Copy, unchanged, the lines that begin with the one containing "reply: (1264, 53)." and run through the last line of the items, including both ends.

== RECORDS PROVIDED

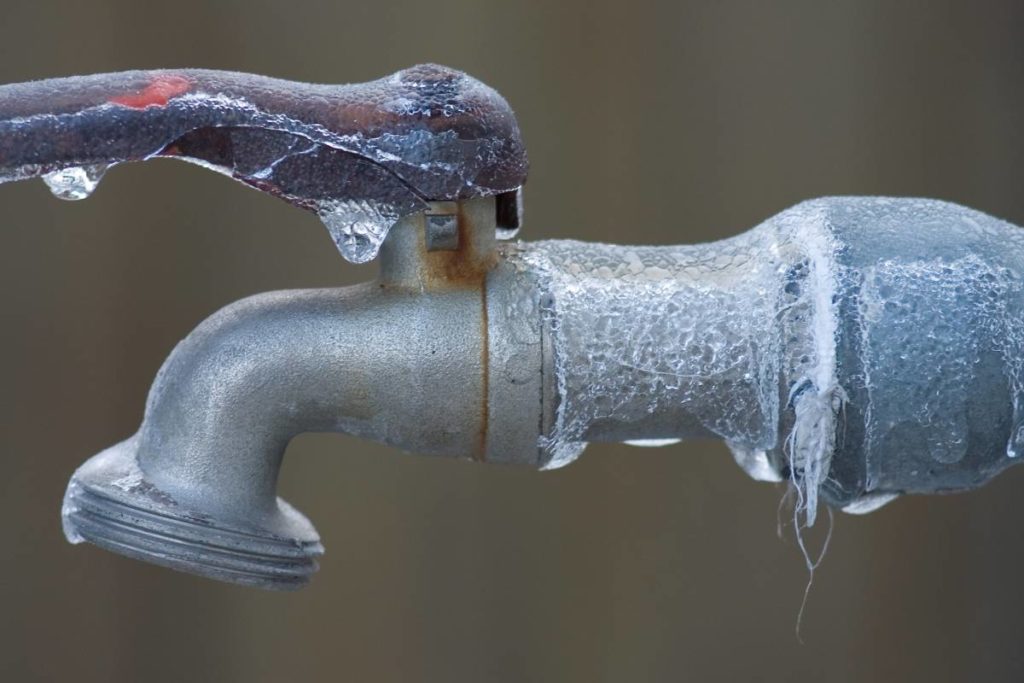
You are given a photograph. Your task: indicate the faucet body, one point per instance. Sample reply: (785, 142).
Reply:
(858, 347)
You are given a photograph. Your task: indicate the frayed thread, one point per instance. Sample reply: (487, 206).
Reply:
(809, 450)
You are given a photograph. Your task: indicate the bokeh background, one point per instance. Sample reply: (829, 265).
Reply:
(647, 122)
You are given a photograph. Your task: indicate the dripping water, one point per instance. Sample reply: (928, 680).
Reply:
(75, 182)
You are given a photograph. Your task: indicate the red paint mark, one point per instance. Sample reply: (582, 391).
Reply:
(158, 93)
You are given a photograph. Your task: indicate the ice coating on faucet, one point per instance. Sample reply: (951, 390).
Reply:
(861, 347)
(358, 156)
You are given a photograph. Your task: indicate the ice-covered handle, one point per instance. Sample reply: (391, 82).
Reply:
(359, 156)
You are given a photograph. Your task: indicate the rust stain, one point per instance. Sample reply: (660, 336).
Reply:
(464, 267)
(160, 91)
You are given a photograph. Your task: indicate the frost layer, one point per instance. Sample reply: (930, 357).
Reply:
(862, 347)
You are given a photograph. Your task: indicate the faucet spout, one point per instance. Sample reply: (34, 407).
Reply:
(406, 360)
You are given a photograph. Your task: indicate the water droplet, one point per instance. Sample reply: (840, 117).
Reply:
(357, 226)
(75, 182)
(1016, 442)
(652, 442)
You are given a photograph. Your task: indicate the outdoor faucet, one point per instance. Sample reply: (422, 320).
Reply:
(859, 347)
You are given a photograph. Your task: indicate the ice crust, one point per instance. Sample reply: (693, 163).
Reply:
(358, 156)
(862, 347)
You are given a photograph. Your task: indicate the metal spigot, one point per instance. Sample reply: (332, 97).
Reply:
(859, 347)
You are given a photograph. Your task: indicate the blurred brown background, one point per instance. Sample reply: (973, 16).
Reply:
(665, 123)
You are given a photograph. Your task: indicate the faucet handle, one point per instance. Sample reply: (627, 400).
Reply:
(359, 156)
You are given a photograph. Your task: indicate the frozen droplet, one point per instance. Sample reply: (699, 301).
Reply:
(1016, 443)
(506, 233)
(75, 182)
(357, 226)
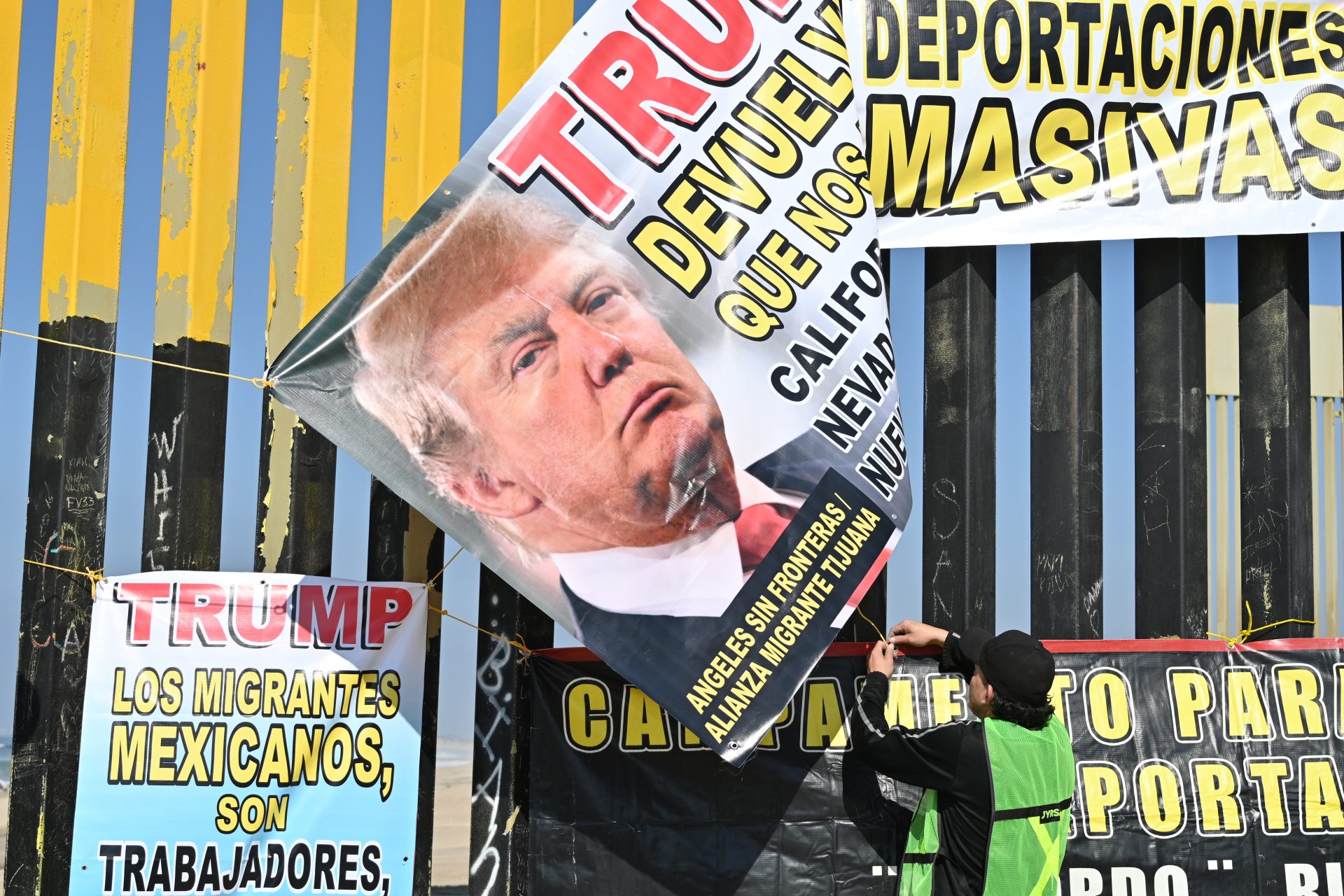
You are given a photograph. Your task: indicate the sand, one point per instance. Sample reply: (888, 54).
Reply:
(452, 824)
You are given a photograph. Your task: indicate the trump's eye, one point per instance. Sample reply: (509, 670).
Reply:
(601, 298)
(527, 359)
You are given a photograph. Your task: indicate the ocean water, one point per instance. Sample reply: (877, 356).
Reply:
(448, 752)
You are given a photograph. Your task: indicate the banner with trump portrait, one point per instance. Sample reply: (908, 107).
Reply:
(635, 354)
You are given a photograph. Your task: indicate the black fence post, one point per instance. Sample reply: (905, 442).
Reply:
(1171, 464)
(71, 429)
(503, 738)
(296, 493)
(405, 547)
(958, 458)
(1275, 344)
(1066, 597)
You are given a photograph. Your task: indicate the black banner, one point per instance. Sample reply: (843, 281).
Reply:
(1200, 770)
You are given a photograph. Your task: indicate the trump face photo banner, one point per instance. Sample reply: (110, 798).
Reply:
(635, 354)
(1200, 771)
(251, 732)
(1006, 121)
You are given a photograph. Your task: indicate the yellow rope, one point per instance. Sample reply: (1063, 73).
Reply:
(518, 644)
(260, 382)
(1247, 631)
(435, 578)
(882, 636)
(93, 575)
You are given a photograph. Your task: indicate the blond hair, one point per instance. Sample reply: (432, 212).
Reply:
(468, 255)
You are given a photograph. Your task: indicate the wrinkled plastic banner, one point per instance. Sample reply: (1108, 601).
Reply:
(635, 354)
(1004, 121)
(251, 734)
(1200, 771)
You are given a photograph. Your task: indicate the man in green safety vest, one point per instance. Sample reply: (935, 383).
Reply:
(993, 818)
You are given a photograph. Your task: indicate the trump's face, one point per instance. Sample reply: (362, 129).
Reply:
(594, 428)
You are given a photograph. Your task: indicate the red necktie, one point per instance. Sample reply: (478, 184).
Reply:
(758, 528)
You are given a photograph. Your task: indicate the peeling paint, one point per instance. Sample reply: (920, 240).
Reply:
(280, 481)
(181, 131)
(64, 152)
(288, 216)
(222, 324)
(198, 214)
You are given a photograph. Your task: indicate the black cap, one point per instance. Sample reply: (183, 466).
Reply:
(1018, 665)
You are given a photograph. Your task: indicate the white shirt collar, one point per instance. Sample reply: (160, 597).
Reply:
(692, 577)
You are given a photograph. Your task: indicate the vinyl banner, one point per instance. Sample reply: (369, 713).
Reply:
(635, 354)
(251, 734)
(1006, 121)
(1200, 771)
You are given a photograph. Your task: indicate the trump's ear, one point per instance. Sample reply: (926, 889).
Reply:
(492, 496)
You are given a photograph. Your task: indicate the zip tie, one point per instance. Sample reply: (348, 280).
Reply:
(1247, 631)
(93, 575)
(260, 382)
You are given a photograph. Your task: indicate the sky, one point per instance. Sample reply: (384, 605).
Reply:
(131, 397)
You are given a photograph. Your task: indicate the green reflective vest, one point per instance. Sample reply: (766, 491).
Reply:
(1031, 776)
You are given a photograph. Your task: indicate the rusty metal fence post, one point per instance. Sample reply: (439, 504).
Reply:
(71, 418)
(960, 422)
(1066, 587)
(1171, 514)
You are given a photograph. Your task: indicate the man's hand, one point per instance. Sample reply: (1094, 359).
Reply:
(917, 634)
(882, 659)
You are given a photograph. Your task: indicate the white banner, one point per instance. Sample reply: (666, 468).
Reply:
(1011, 121)
(251, 734)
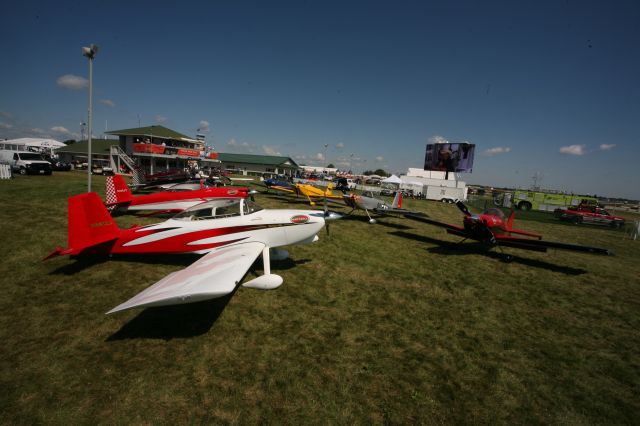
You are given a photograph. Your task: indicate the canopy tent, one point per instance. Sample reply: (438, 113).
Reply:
(36, 142)
(392, 179)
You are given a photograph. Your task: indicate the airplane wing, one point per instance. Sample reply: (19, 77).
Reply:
(422, 218)
(214, 275)
(396, 211)
(541, 245)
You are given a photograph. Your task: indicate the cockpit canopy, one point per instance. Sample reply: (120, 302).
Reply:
(216, 209)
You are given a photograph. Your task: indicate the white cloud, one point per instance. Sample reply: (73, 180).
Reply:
(72, 82)
(60, 129)
(573, 149)
(244, 147)
(269, 150)
(497, 150)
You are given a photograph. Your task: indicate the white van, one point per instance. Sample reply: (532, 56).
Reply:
(25, 162)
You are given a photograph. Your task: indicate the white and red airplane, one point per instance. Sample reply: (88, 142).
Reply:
(120, 198)
(232, 233)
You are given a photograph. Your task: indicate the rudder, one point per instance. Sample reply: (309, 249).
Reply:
(90, 223)
(117, 191)
(397, 201)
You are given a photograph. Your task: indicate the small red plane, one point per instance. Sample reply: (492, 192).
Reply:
(491, 229)
(120, 198)
(231, 233)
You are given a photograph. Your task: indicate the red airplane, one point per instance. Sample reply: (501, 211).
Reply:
(120, 198)
(491, 229)
(231, 233)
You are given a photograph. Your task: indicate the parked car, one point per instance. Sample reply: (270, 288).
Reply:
(59, 166)
(585, 213)
(25, 162)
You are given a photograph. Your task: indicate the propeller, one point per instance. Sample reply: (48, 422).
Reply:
(329, 216)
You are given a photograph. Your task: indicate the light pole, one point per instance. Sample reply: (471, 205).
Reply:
(90, 52)
(325, 154)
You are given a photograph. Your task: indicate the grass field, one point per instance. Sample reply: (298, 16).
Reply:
(386, 323)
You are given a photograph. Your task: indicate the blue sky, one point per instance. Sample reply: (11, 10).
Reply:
(546, 87)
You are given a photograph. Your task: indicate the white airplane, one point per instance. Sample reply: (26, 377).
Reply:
(231, 234)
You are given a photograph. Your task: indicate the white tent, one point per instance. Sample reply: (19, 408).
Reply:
(36, 142)
(392, 179)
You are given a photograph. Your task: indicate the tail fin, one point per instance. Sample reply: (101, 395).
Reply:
(397, 201)
(90, 226)
(117, 191)
(512, 217)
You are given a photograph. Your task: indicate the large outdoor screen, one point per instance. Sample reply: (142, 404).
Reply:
(449, 157)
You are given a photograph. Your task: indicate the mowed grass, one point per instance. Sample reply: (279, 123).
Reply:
(386, 323)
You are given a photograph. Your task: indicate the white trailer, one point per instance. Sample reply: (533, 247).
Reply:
(446, 194)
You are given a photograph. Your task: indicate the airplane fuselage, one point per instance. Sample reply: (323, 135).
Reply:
(273, 227)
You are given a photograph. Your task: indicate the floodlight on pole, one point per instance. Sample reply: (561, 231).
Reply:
(90, 53)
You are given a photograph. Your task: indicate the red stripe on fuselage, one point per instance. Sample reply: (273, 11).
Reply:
(200, 194)
(179, 243)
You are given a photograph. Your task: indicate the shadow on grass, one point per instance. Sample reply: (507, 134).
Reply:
(379, 221)
(448, 248)
(83, 262)
(80, 264)
(173, 322)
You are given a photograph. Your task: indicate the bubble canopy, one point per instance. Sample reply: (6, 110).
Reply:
(216, 209)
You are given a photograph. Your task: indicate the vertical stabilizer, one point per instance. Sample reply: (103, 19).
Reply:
(397, 201)
(329, 191)
(117, 191)
(89, 222)
(512, 217)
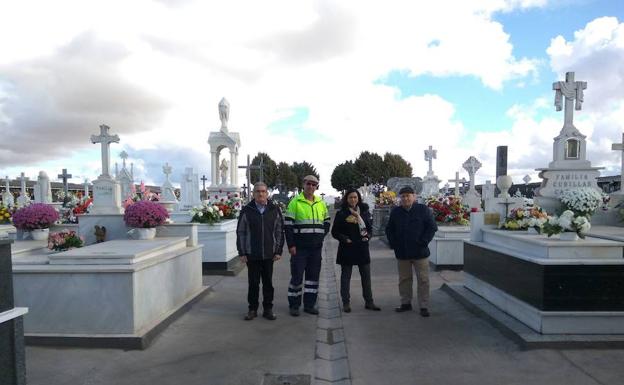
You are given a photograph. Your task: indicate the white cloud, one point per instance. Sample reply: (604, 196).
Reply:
(155, 71)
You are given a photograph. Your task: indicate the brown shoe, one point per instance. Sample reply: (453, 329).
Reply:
(251, 314)
(403, 307)
(268, 314)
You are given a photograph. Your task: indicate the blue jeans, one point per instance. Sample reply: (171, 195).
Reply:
(308, 262)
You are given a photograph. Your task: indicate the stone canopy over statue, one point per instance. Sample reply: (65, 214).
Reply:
(223, 172)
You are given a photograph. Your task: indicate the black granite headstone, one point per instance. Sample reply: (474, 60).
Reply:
(501, 163)
(12, 365)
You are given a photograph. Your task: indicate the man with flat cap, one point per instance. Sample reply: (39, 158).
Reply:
(306, 223)
(410, 229)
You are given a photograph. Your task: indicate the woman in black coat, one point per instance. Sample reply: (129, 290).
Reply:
(353, 226)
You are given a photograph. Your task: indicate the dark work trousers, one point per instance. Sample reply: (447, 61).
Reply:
(345, 282)
(306, 261)
(260, 269)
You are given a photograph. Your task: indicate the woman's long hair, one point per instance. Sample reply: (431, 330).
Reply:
(345, 204)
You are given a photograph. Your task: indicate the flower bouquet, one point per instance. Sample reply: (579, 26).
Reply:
(145, 215)
(206, 213)
(385, 199)
(35, 216)
(64, 240)
(5, 215)
(568, 221)
(449, 210)
(582, 201)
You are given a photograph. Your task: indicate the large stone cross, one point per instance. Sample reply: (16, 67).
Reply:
(572, 91)
(472, 165)
(105, 139)
(457, 181)
(430, 154)
(65, 176)
(22, 178)
(620, 147)
(167, 170)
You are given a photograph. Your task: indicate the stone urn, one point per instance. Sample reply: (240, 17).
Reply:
(40, 234)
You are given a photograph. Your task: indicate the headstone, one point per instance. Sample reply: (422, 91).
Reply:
(189, 190)
(218, 141)
(501, 161)
(23, 199)
(488, 190)
(167, 191)
(12, 360)
(43, 190)
(457, 181)
(472, 198)
(106, 190)
(64, 177)
(569, 169)
(430, 181)
(368, 196)
(125, 177)
(7, 197)
(396, 183)
(620, 147)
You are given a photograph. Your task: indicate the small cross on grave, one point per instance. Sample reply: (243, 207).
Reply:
(620, 147)
(430, 154)
(572, 91)
(457, 181)
(65, 176)
(204, 179)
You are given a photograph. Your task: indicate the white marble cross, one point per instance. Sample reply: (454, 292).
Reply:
(22, 178)
(620, 147)
(105, 139)
(487, 190)
(430, 154)
(457, 181)
(472, 165)
(167, 170)
(573, 91)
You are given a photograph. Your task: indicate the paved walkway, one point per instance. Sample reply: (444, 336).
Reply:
(211, 344)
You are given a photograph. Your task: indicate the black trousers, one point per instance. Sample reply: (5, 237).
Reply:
(256, 271)
(345, 282)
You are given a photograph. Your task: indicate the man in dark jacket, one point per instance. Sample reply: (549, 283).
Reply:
(260, 240)
(410, 229)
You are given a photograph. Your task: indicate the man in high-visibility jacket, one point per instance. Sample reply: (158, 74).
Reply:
(306, 223)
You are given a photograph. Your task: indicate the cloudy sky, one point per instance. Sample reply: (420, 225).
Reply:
(319, 81)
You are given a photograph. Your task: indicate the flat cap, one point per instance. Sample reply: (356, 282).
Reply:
(406, 190)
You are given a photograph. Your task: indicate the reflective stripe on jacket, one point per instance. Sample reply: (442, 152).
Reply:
(305, 222)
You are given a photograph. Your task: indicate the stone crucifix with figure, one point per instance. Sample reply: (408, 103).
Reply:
(106, 190)
(64, 176)
(430, 181)
(620, 147)
(472, 197)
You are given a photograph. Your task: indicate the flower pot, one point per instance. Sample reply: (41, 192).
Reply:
(569, 236)
(40, 234)
(144, 233)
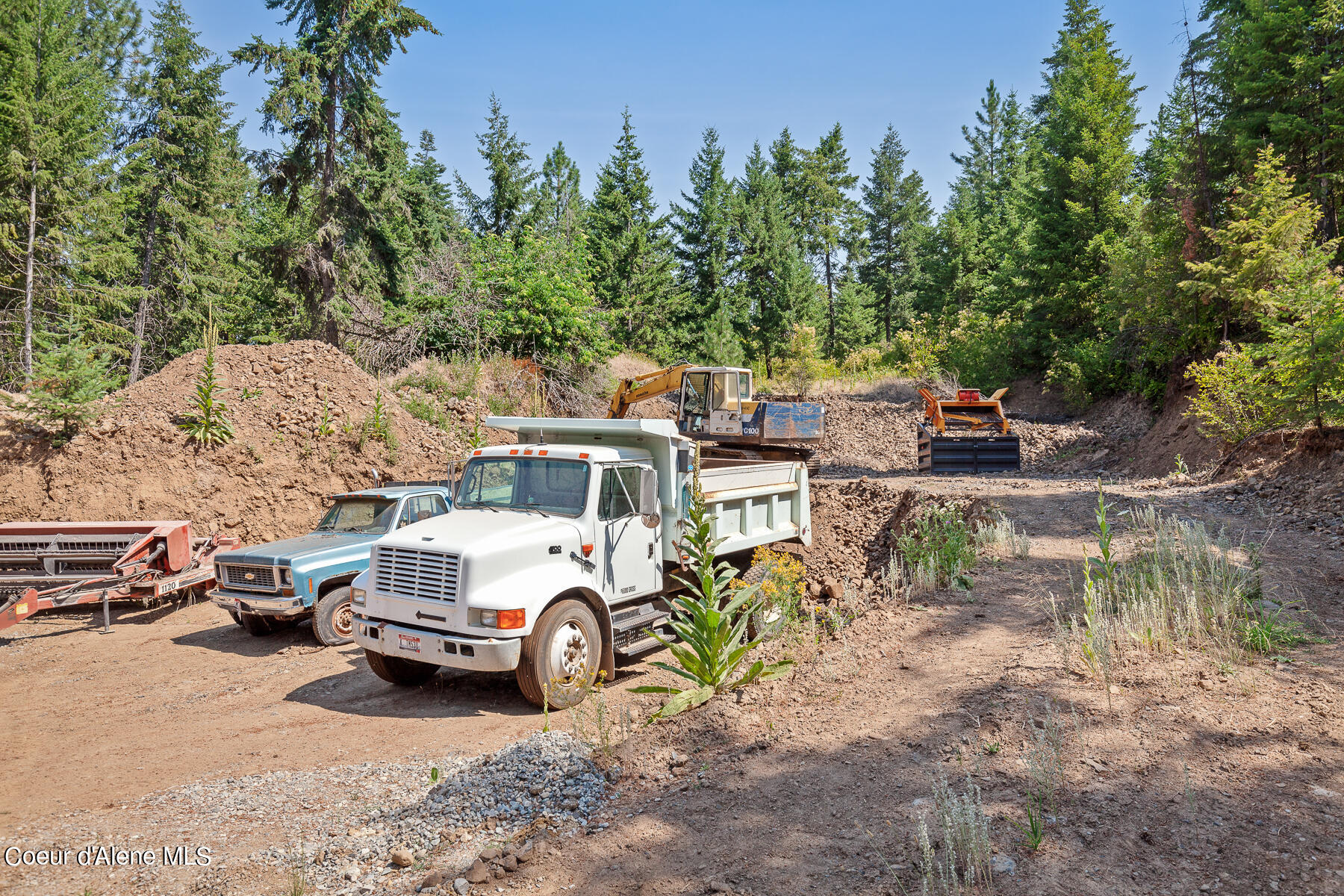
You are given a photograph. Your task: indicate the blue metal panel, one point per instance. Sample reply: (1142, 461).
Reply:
(791, 421)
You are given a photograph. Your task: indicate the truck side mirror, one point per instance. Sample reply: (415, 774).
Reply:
(651, 509)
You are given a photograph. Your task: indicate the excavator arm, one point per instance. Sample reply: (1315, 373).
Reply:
(643, 388)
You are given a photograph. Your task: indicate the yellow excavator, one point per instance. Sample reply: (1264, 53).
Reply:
(714, 405)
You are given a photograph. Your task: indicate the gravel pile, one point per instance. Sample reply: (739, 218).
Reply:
(374, 827)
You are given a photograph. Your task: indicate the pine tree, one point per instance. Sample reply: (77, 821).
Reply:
(898, 228)
(342, 143)
(702, 227)
(183, 178)
(559, 202)
(511, 178)
(55, 107)
(1277, 75)
(831, 218)
(631, 249)
(774, 279)
(429, 196)
(1088, 117)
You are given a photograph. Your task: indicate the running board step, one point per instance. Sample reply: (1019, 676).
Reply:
(631, 623)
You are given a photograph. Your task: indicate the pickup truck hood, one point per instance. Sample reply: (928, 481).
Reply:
(327, 546)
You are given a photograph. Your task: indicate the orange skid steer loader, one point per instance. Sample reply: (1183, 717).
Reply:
(968, 435)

====

» **TASK RESULT**
You are given a photograph. Your task: indicate the yellow excavator, one point per instance. Sample reply: (1264, 53).
Reply:
(714, 405)
You are given a photograph. Your task: indicate the gravel pile, one point per instance. Sample reply: (739, 218).
Reply:
(374, 827)
You are given a photograph. Your task: indicate the pine tree, one point per instance. Sample reply: (77, 821).
Reply:
(898, 228)
(342, 143)
(702, 227)
(183, 178)
(559, 202)
(511, 178)
(55, 107)
(1277, 75)
(831, 218)
(631, 249)
(774, 279)
(429, 196)
(1088, 117)
You are given a photograph. Your task: indicate the running board step, one point per instance. Sample reply: (1019, 676).
Reply:
(631, 623)
You are given a photograph. Your task: indicate the pickup truck hood, one point per instance. Sample reply: (928, 481).
Reply:
(327, 546)
You are given a photograph. Your task: indicate the orange skid steer loader, one point per instance. Sample reply: (1183, 717).
Reply:
(968, 435)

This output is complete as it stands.